● **Given data**:
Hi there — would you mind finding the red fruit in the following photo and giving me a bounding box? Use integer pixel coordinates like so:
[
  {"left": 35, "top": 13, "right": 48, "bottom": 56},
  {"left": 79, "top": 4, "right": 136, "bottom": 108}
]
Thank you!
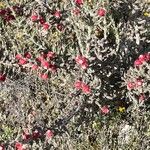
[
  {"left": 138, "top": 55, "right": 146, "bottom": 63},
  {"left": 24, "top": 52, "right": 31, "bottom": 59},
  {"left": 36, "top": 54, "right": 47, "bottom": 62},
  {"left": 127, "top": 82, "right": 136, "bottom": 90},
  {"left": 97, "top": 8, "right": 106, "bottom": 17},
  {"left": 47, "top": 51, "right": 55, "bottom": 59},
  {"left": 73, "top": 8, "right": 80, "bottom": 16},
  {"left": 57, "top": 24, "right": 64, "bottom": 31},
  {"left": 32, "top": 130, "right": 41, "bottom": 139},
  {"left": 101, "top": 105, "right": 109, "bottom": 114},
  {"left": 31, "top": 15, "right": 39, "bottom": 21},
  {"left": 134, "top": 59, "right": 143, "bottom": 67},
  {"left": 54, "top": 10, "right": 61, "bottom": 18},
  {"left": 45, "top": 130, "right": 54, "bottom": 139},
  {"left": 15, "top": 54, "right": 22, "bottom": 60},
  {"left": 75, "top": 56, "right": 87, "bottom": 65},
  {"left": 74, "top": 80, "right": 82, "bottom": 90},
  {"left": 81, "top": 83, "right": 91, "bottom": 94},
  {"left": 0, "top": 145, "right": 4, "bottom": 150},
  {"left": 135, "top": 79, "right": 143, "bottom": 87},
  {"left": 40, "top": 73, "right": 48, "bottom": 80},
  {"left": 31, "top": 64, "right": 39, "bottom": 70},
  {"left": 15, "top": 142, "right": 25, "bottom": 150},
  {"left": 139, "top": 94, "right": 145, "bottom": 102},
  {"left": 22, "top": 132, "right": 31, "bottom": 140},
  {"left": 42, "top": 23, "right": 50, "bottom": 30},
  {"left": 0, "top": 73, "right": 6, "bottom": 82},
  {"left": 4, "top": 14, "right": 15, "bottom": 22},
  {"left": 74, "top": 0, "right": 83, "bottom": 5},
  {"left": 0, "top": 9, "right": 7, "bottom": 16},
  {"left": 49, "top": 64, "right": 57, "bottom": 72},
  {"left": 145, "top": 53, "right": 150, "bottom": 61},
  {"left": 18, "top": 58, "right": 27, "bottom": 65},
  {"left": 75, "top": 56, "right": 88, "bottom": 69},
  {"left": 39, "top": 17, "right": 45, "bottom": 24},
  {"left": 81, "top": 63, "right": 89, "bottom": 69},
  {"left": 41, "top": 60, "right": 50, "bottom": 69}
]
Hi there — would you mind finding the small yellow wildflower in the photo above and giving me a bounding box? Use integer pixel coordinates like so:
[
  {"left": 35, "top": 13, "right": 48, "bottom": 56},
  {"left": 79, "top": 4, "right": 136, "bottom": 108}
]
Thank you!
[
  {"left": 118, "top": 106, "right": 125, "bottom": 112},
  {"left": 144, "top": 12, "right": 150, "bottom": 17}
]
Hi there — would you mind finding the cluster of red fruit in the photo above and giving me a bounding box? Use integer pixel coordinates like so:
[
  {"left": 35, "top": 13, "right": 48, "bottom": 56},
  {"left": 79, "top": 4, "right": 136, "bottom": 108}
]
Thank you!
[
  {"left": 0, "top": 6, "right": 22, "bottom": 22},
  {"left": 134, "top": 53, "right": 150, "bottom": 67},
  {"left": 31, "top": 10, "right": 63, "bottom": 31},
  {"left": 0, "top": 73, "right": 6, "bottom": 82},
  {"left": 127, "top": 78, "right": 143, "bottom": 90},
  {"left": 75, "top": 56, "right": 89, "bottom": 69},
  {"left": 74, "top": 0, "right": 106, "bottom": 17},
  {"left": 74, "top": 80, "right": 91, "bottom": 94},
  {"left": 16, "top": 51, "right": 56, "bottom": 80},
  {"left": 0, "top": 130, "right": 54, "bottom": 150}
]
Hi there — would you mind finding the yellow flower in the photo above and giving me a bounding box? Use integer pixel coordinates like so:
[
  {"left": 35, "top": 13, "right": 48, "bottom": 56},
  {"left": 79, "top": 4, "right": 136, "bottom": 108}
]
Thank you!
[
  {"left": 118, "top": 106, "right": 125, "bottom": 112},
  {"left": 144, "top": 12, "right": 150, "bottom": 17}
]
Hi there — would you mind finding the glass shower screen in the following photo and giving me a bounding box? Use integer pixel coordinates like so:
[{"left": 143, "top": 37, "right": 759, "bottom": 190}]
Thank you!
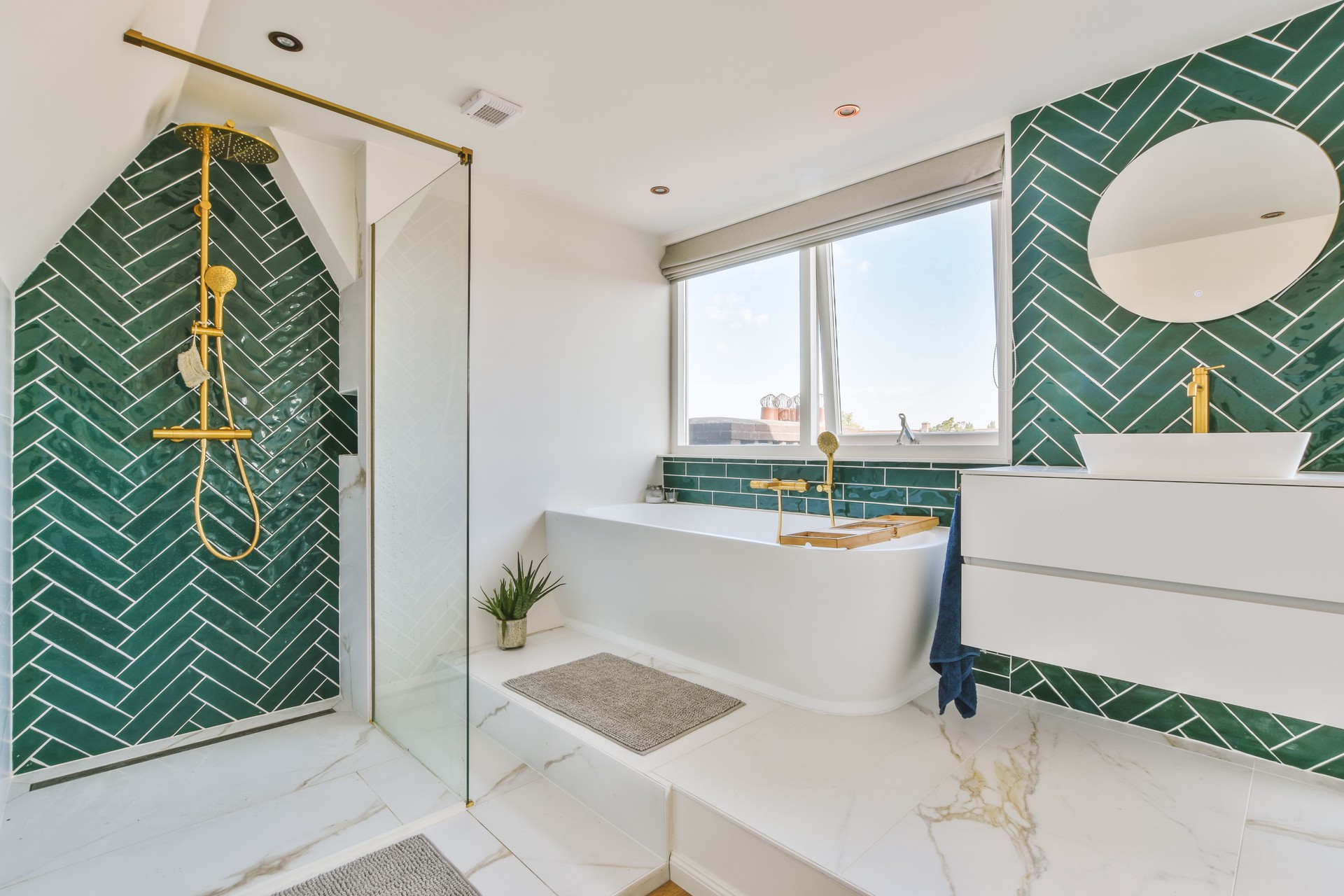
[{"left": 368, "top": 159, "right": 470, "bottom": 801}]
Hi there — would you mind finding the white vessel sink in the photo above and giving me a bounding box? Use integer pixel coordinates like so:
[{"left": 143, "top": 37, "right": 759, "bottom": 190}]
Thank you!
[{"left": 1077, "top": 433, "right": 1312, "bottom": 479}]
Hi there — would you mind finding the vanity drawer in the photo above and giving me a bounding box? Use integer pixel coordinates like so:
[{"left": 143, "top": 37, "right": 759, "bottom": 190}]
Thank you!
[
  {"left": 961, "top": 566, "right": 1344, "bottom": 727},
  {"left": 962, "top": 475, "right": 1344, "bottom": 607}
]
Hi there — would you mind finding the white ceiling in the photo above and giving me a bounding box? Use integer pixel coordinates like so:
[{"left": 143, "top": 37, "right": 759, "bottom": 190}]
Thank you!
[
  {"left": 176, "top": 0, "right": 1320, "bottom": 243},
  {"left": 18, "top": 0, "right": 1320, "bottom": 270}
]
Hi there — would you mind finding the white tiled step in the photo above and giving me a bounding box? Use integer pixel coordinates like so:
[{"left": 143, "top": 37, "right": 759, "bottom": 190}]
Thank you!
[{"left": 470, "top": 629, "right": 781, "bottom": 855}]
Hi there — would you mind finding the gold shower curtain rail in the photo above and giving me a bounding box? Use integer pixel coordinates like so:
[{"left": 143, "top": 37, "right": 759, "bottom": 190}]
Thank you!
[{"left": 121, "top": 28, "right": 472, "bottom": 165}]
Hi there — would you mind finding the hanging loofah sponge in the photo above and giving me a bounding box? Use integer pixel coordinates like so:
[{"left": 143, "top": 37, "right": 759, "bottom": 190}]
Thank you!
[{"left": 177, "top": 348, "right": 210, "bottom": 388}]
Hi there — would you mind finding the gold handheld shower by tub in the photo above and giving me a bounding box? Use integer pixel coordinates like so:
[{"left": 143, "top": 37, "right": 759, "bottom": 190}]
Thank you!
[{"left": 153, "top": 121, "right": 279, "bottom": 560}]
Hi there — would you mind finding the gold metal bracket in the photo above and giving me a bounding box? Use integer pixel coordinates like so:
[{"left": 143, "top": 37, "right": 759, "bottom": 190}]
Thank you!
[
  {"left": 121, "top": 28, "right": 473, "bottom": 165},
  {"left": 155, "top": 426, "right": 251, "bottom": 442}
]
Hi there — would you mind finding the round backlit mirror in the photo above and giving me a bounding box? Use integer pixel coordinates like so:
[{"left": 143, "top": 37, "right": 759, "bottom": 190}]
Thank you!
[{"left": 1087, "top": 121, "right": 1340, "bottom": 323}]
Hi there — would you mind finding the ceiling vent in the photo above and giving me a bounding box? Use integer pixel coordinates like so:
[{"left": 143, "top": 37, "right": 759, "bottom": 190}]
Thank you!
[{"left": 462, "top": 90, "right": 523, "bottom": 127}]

● **Your instructions**: Reproduce only the lines running from the one that contains "Hi there — would you mind finding the round" to the last line of the records.

● **Complete response**:
Hi there — would you mind finding the round backlit mirror in the photo above and giving me a bounding box? Use integer pixel coordinates like so:
[{"left": 143, "top": 37, "right": 759, "bottom": 190}]
Thank you!
[{"left": 1087, "top": 121, "right": 1340, "bottom": 323}]
Hi there — would you mind finding the ceiling vent in the photo above and giving me a bounding box? Use integer pixel coordinates like so:
[{"left": 143, "top": 37, "right": 759, "bottom": 190}]
Thank you!
[{"left": 462, "top": 90, "right": 523, "bottom": 127}]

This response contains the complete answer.